## Stored entries
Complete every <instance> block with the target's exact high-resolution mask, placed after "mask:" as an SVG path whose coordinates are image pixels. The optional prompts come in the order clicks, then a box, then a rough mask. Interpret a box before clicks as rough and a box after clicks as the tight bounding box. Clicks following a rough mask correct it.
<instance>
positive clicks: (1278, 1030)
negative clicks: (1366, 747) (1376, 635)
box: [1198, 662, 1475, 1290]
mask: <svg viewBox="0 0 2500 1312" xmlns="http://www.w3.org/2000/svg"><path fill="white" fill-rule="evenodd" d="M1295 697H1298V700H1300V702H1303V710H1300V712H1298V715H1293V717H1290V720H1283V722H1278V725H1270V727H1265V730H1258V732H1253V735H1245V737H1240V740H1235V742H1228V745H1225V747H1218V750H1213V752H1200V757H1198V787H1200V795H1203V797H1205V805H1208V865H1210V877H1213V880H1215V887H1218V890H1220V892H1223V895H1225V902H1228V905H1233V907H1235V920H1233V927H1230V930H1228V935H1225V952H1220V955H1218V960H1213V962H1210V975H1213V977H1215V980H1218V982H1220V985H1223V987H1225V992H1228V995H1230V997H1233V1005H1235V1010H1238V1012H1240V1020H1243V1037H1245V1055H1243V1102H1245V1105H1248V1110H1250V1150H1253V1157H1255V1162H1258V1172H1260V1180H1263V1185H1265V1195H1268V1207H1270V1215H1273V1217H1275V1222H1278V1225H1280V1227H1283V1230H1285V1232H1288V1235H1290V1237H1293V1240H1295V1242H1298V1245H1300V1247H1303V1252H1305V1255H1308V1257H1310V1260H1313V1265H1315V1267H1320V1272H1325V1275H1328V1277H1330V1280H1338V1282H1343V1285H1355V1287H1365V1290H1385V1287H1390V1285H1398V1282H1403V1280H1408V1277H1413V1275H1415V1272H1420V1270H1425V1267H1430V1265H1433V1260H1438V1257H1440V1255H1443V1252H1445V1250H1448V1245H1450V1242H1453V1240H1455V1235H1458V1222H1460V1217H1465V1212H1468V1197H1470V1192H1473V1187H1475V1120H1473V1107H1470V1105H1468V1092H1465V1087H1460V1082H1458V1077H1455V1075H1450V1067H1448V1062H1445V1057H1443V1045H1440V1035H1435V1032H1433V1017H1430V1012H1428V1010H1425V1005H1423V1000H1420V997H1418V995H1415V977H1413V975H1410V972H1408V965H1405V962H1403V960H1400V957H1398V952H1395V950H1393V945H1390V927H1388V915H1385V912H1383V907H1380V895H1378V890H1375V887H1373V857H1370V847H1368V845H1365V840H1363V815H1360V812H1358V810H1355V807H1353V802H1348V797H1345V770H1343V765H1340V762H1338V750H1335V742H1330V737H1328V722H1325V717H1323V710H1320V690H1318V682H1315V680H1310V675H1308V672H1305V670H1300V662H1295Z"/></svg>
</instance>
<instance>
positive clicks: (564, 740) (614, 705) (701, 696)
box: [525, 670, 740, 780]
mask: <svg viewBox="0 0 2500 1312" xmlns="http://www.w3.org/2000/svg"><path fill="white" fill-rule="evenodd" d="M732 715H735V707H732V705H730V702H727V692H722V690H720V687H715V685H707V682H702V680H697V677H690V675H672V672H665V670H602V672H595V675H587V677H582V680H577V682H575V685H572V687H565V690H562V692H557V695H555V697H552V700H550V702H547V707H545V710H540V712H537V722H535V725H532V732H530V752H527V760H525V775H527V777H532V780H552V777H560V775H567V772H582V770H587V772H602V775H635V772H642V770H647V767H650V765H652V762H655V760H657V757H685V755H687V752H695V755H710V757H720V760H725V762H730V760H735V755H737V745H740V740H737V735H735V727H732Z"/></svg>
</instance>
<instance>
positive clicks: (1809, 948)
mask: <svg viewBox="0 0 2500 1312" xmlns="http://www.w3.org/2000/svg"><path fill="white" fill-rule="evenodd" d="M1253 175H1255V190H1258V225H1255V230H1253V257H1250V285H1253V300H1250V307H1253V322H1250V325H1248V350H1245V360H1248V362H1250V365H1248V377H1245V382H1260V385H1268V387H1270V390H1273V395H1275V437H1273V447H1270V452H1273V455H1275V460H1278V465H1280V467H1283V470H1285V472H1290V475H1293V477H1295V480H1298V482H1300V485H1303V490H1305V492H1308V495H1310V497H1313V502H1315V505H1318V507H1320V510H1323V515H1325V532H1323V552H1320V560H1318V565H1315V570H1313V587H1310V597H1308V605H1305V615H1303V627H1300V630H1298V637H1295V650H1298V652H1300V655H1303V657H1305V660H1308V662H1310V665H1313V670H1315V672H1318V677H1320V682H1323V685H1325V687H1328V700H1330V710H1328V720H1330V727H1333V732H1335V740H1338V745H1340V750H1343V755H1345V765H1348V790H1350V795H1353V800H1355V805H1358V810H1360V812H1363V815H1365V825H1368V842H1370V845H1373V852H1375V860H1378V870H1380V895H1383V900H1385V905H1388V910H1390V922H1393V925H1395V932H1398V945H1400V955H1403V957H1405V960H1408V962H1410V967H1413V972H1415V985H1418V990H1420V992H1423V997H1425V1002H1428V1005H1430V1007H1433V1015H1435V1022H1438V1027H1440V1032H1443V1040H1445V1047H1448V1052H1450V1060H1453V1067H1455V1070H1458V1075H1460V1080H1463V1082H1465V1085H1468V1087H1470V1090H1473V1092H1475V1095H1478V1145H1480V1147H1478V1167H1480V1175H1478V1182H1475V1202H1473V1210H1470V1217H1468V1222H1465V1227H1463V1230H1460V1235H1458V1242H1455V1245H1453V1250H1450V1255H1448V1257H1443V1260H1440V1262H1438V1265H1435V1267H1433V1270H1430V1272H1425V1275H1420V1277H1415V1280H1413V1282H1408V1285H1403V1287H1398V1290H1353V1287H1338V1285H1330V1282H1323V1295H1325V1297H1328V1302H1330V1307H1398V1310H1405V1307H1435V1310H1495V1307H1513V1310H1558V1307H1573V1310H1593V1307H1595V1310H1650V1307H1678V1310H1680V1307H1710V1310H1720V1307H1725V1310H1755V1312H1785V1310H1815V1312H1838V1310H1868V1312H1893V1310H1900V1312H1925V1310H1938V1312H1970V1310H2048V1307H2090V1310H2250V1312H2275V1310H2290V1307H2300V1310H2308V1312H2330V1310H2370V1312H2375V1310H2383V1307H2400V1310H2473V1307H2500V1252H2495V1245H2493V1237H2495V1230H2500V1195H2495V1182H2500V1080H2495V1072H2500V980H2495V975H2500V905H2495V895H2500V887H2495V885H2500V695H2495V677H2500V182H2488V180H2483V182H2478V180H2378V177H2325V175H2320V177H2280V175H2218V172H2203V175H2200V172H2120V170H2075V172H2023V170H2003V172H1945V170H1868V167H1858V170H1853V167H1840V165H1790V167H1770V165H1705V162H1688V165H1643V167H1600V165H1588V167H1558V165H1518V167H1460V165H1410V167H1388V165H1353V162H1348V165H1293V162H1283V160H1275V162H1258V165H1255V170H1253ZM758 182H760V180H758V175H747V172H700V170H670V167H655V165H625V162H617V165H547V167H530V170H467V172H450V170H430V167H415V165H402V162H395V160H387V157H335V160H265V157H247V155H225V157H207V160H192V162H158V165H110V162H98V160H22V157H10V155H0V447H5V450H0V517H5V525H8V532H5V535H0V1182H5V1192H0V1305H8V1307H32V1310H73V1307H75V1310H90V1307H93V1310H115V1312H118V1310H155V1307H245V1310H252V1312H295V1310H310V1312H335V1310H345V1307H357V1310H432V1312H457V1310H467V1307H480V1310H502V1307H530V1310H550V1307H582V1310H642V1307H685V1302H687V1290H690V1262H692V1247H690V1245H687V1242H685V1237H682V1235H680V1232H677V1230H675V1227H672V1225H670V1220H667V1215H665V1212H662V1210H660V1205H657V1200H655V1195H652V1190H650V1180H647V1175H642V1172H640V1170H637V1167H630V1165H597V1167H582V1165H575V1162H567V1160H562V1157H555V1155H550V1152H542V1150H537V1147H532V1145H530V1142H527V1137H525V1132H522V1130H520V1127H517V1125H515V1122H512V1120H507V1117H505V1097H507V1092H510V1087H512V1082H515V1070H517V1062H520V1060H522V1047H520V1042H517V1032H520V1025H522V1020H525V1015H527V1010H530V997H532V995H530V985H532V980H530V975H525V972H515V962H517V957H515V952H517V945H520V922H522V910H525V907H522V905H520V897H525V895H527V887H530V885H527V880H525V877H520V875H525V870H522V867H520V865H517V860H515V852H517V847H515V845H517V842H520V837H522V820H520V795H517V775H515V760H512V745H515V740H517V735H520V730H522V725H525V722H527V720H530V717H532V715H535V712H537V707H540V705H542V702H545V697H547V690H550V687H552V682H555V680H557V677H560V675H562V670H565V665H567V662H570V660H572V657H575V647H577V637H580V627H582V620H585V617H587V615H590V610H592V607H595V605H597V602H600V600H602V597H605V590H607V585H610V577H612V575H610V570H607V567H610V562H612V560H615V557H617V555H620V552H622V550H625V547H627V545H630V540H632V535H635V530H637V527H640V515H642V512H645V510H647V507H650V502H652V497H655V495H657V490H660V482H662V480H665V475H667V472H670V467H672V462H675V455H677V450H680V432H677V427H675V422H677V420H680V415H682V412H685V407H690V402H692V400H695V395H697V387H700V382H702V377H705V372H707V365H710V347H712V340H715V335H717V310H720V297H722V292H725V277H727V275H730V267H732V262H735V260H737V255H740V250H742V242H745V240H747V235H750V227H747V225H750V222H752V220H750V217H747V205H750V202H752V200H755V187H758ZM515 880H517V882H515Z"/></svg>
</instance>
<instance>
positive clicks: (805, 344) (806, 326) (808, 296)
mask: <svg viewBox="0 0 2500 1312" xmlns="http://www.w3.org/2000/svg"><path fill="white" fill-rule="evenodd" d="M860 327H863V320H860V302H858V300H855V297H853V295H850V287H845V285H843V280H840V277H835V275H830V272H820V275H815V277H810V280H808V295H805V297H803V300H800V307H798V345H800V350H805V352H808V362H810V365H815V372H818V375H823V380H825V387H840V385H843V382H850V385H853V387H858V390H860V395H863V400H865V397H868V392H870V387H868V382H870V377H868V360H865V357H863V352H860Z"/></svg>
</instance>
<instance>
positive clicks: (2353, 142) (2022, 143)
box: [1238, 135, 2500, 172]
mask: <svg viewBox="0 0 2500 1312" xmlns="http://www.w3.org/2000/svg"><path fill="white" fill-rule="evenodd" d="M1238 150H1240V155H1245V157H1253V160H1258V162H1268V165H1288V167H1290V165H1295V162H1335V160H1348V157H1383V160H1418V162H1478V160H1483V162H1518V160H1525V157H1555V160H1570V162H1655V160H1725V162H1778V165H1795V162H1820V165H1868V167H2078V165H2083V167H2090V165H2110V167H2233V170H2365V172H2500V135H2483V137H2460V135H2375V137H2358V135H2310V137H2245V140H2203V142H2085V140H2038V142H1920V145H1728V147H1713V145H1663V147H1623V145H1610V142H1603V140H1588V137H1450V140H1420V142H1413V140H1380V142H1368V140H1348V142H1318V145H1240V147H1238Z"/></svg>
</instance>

## EXERCISE
Extract the material above from its first line through the line containing "box: [1198, 662, 1475, 1290]", and reproduce those lines verbatim.

## THE ANSWER
Complete every <instance> block with the target's exact high-resolution mask, placed after "mask:" as an SVG path whose coordinates are image pixels. The optional prompts come in the order clicks, then a box, then a rough mask. Interpret a box before clicks as rough and a box after clicks as the tight bounding box. Clicks following a rough mask correct it.
<instance>
positive clicks: (1278, 1030)
negative clicks: (1366, 747) (1376, 635)
box: [1198, 662, 1475, 1290]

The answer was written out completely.